**Ausgangstext**
^^^^

VwGH 93/09/0144

VwGH93/09/014421.10.1993

Der Verwaltungsgerichtshof hat durch den Vorsitzenden Senatspräsident Dr. Hoffmann und die Hofräte Dr. Fürnsinn und Dr. Höß als Richter, im Beisein des Schriftführers Kommissär Mag. Fritz, über die Beschwerde des F und der E H in K, vertreten durch Dr. X, Rechtsanwalt in L, gegen den Bescheid des Landesarbeitsamtes Oberösterreich vom 13. November 1992, Zl. IIId-6702 B/ABB-Nr. 851112, betreffend Nichterteilung einer Beschäftigungsbewilligung nach dem Ausländerbeschäftigungsgesetz, zu Recht erkannt:

Normen

AuslBG §13;
AuslBG §14;
AuslBG §2 Abs2 litb;
AuslBG §3 Abs1;
AuslBG §4 Abs1;
AuslBG §4 Abs3;
AuslBG §4 Abs6;
AuslBG §4 Abs8;
B-VG Art18 Abs1;
VwRallg;
AuslBG §13;
AuslBG §14;
AuslBG §2 Abs2 litb;
AuslBG §3 Abs1;
AuslBG §4 Abs1;
AuslBG §4 Abs3;
AuslBG §4 Abs6;
AuslBG §4 Abs8;
B-VG Art18 Abs1;
VwRallg;

 

Spruch:

Der angefochtene Bescheid wird wegen Rechtswidrigkeit seines Inhaltes aufgehoben.

Der Bund hat den Beschwerdeführern Aufwendungen in der Höhe von S 11.480,-- binnen zwei Wochen bei sonstiger Exekution zu ersetzen.

^^^^

**Gespeicherte Daten**
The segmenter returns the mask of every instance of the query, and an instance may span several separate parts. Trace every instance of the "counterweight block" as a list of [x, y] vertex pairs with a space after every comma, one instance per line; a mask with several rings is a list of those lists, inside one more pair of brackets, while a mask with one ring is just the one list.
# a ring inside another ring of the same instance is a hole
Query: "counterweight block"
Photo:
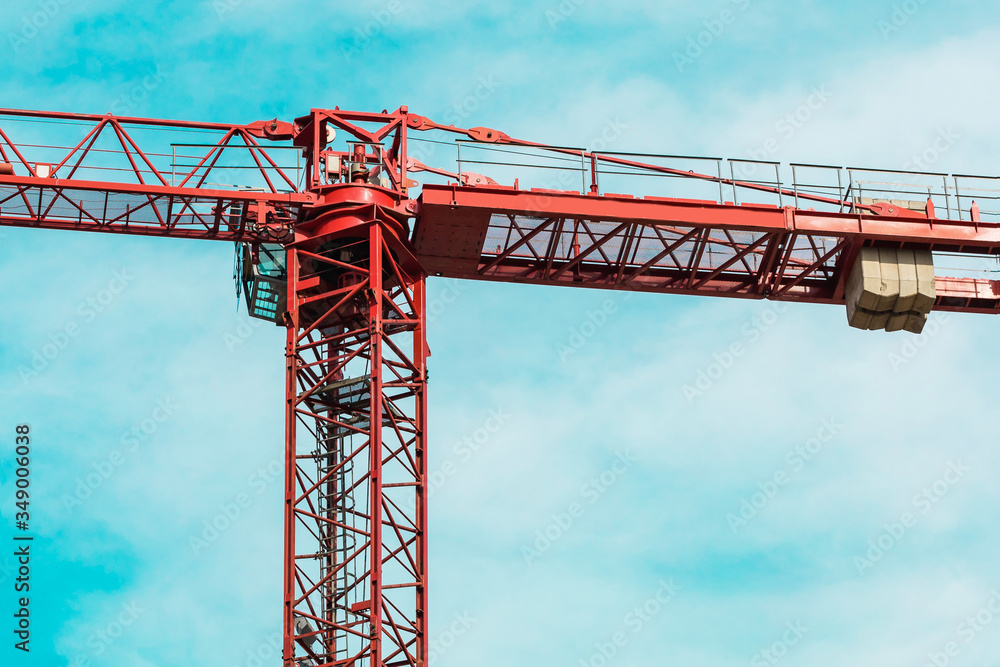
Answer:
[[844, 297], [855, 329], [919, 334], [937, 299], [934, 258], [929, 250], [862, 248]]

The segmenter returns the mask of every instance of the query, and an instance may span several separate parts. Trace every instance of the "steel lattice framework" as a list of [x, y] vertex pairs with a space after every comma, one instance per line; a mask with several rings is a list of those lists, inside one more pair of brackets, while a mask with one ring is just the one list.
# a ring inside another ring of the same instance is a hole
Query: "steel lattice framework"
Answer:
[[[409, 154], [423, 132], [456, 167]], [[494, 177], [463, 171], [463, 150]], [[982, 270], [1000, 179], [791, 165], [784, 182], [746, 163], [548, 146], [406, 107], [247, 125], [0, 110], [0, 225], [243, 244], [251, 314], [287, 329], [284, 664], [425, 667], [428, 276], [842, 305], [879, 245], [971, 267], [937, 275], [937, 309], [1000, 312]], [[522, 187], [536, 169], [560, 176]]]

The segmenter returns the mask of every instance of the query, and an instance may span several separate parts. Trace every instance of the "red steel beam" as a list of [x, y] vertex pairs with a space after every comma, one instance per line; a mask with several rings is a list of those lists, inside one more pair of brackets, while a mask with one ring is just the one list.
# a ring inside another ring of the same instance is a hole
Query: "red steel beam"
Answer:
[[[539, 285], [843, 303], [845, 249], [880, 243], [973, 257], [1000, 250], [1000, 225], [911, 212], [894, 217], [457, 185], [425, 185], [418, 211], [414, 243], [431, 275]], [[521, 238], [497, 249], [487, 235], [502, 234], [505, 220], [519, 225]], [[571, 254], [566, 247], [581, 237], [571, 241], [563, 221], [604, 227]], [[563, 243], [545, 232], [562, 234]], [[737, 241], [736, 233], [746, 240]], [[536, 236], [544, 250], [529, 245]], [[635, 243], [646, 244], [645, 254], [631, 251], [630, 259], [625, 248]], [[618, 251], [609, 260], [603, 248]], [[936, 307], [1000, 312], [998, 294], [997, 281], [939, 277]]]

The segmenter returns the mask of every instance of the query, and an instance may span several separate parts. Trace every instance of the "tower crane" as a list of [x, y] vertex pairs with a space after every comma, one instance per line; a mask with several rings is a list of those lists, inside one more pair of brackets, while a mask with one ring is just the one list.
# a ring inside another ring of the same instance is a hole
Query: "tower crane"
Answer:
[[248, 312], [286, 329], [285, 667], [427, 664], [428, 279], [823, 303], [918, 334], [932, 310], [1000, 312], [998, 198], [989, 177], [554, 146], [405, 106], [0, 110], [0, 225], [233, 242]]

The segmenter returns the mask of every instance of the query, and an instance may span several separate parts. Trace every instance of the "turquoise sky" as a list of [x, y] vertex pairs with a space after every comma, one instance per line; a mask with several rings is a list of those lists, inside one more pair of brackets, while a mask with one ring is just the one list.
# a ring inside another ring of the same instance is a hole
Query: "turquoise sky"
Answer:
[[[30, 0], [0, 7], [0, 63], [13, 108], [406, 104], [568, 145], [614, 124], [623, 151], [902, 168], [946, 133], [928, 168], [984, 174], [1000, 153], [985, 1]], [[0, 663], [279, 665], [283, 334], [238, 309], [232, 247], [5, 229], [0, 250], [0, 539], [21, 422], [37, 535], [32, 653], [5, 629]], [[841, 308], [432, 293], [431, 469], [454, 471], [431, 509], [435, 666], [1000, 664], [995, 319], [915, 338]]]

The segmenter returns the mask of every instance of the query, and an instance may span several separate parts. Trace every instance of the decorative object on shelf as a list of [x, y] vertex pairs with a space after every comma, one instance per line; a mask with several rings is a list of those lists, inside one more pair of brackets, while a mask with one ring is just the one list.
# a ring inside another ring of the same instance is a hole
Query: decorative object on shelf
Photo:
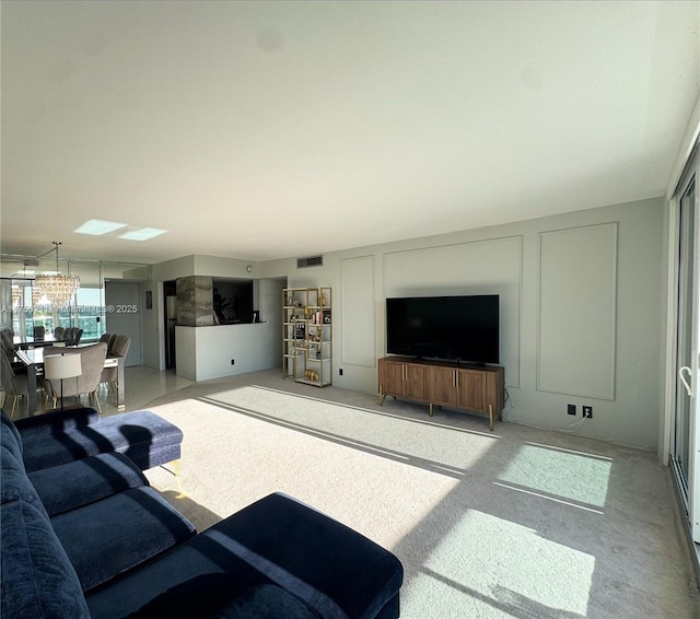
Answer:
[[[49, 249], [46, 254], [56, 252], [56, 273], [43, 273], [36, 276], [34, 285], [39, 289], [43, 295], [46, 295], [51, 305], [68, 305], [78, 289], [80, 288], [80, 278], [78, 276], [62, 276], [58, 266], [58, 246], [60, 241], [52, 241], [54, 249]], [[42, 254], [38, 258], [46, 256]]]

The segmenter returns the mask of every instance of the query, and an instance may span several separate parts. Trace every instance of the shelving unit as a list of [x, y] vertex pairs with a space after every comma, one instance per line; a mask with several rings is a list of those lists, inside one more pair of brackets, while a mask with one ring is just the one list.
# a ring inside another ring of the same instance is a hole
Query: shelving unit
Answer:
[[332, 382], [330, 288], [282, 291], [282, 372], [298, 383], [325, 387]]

^^^^

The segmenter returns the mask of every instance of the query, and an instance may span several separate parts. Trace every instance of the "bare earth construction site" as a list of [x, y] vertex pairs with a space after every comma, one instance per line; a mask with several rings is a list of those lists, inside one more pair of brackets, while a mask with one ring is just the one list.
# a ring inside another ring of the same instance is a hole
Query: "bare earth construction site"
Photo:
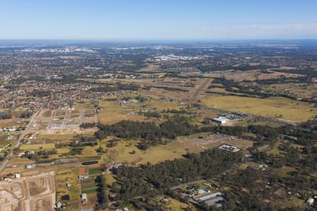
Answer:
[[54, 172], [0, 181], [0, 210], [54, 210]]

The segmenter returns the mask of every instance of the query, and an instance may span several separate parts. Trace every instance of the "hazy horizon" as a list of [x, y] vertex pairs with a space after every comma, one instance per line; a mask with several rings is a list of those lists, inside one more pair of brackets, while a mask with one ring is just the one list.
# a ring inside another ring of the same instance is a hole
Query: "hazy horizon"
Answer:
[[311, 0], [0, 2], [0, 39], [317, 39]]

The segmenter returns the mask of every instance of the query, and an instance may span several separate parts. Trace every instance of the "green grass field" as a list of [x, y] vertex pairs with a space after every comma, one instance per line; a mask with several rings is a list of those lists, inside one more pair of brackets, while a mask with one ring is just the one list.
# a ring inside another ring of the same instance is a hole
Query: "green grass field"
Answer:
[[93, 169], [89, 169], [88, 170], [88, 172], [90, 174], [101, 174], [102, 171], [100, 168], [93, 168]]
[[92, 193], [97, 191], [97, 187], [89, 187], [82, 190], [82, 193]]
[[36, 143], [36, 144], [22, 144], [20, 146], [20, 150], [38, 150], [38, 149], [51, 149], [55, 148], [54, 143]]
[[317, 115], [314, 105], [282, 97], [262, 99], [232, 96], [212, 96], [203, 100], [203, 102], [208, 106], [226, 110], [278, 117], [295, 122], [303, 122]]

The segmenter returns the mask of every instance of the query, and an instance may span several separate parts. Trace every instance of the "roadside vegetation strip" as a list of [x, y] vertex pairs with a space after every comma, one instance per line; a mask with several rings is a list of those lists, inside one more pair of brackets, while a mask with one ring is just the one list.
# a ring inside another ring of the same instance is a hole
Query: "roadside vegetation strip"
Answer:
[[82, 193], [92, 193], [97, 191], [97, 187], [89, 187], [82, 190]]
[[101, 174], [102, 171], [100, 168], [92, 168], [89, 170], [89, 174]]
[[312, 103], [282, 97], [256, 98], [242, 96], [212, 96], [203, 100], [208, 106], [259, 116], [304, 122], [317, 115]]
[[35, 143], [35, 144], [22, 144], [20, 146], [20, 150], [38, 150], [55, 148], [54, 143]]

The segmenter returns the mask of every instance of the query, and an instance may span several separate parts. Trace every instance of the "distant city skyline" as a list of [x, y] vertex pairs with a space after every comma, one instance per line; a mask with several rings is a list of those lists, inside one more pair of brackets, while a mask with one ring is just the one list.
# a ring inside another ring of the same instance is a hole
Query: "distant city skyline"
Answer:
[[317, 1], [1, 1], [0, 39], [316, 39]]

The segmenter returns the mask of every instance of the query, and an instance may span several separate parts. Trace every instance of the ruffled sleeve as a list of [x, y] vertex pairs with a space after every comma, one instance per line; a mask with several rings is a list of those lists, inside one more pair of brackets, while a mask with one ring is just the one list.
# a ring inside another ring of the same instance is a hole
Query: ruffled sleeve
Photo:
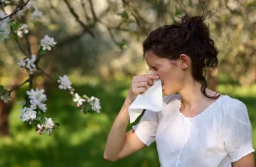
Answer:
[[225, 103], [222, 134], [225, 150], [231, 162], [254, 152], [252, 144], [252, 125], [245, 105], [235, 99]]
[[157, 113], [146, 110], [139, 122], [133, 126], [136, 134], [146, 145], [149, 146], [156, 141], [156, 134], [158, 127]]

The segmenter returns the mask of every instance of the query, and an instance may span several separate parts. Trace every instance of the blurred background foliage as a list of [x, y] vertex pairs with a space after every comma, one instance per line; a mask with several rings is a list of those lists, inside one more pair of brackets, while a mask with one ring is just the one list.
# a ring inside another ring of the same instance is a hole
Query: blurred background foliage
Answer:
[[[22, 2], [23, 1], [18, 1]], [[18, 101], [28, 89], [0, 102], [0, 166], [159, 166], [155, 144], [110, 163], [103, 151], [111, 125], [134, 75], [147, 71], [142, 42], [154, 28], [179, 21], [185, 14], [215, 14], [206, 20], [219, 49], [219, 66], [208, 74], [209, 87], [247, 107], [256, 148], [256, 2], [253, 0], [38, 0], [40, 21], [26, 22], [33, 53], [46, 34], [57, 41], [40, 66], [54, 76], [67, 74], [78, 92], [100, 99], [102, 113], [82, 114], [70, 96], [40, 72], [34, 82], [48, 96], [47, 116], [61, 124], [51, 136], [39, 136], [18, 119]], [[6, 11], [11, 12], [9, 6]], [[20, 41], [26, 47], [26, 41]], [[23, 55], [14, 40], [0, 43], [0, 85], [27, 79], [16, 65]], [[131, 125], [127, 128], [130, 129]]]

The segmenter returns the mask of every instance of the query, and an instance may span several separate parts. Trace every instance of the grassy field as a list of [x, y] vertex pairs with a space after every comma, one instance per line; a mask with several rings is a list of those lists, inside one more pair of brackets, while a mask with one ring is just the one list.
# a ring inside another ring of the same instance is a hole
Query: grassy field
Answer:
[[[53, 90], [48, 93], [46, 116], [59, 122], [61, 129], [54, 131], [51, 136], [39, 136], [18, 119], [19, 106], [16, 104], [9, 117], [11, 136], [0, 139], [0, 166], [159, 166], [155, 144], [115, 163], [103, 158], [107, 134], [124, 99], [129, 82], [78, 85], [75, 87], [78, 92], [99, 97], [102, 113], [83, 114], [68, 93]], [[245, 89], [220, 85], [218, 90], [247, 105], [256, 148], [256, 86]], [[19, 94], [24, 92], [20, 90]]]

^^^^

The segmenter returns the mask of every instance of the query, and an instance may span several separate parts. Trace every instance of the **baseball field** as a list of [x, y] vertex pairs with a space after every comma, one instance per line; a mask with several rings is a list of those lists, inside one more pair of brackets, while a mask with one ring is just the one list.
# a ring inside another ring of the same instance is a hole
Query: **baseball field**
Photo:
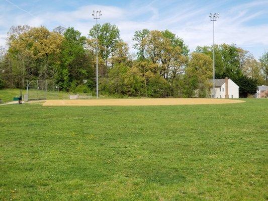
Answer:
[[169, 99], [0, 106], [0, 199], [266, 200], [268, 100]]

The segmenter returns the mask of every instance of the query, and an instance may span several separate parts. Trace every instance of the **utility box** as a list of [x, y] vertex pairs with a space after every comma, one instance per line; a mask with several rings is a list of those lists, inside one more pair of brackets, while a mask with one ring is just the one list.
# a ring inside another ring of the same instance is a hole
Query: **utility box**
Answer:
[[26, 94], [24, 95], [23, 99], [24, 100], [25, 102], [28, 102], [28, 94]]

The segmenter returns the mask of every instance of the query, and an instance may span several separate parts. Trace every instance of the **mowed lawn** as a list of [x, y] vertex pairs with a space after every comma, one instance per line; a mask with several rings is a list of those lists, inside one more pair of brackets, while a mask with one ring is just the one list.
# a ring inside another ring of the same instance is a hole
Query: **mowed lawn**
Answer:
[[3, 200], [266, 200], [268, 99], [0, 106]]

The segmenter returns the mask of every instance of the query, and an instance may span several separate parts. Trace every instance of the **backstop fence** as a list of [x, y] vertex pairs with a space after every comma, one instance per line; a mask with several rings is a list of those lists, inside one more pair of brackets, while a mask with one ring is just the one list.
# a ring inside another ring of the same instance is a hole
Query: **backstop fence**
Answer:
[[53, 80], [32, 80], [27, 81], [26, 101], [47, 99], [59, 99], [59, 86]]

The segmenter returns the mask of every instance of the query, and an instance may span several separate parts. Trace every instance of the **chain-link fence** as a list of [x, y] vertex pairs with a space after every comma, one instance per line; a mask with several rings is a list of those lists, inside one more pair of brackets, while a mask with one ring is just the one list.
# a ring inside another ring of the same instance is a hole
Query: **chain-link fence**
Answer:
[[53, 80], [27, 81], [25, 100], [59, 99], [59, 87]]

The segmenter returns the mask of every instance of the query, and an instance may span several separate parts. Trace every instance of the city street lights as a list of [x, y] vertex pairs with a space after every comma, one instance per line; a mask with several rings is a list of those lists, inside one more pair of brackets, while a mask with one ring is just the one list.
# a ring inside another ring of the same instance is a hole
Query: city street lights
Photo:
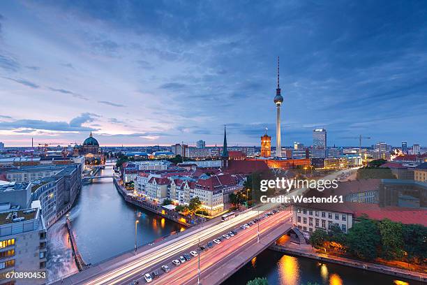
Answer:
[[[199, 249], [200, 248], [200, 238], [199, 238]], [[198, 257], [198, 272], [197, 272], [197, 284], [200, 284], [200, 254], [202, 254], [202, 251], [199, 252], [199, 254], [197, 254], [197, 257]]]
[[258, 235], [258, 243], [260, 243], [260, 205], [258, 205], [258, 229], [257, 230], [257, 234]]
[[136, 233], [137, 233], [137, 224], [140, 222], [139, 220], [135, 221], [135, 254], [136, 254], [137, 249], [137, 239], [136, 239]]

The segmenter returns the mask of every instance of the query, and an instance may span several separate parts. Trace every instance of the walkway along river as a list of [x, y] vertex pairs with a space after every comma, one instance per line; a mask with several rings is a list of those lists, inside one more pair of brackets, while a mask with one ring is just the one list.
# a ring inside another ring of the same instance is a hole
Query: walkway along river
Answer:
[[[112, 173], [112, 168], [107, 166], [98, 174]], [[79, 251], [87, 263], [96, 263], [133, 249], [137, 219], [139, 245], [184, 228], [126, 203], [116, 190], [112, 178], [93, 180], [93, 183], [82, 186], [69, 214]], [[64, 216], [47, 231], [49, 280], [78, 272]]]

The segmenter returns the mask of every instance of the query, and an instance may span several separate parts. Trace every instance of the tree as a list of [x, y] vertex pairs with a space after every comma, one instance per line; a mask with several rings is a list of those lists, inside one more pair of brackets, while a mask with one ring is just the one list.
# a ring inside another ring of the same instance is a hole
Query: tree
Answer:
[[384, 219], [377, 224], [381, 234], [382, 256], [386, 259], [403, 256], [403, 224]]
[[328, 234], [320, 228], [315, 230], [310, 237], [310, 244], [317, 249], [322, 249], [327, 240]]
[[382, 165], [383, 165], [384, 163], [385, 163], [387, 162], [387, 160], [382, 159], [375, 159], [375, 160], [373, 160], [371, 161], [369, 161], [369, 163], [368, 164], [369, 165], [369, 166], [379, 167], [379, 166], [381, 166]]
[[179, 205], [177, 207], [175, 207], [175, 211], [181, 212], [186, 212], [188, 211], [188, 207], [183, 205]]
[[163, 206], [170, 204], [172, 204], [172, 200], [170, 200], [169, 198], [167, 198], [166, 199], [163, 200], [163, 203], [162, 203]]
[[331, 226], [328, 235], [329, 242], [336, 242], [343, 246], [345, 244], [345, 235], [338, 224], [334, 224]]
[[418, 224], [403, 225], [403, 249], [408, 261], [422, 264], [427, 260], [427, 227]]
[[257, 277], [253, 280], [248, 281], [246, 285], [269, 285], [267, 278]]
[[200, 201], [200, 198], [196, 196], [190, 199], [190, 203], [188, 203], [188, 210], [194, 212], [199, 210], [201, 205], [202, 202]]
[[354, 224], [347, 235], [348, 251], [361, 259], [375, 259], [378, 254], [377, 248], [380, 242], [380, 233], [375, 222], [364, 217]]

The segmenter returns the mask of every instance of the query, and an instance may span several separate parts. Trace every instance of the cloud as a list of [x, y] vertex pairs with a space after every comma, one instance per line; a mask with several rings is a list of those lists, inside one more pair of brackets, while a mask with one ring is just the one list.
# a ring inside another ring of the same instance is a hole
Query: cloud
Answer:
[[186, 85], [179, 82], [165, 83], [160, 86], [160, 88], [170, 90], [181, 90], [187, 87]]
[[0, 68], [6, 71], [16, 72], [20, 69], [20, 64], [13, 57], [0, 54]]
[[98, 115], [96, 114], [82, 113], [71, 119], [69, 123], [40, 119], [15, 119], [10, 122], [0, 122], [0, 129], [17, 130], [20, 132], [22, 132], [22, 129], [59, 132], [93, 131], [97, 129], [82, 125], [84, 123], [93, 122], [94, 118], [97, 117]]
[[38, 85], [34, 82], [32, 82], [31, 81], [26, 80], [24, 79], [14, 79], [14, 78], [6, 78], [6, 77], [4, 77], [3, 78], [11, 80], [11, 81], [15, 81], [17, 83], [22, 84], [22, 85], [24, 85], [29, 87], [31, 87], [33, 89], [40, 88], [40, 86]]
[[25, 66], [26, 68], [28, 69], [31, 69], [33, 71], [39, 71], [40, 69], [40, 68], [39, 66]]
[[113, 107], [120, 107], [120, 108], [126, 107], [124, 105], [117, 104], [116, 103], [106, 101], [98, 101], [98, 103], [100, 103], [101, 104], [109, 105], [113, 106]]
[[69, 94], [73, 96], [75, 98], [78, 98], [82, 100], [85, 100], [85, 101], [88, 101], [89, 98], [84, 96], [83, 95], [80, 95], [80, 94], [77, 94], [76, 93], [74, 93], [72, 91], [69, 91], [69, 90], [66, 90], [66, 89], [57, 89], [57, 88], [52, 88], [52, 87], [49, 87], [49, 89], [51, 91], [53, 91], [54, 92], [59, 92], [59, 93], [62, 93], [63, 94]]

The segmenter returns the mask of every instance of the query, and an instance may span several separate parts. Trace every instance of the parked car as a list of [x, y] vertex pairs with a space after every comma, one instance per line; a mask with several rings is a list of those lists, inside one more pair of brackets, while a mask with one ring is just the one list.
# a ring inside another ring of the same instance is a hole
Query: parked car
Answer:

^^^^

**Kurzaufgabe 1**
Welchen Betrag muss der Bund laut der Entscheidung des Verwaltungsgerichtshofs den Beschwerdeführern an Aufwendungen ersetzen?
**Kurzaufgabe 2**
Geben Sie aus der Entscheidung des Verwaltungsgerichtshofs den Abschnitt wörtlich aus, der mit den Worten „Der angefochtene Bescheid“ beginnt und nach den Worten „Exekution zu ersetzen.“ endet.

**Übungsergebnis 1**
S 11.480,--

**Übungsergebnis 2**
Der angefochtene Bescheid wird wegen Rechtswidrigkeit seines Inhaltes aufgehoben.

Der Bund hat den Beschwerdeführern Aufwendungen in der Höhe von S 11.480,-- binnen zwei Wochen bei sonstiger Exekution zu ersetzen.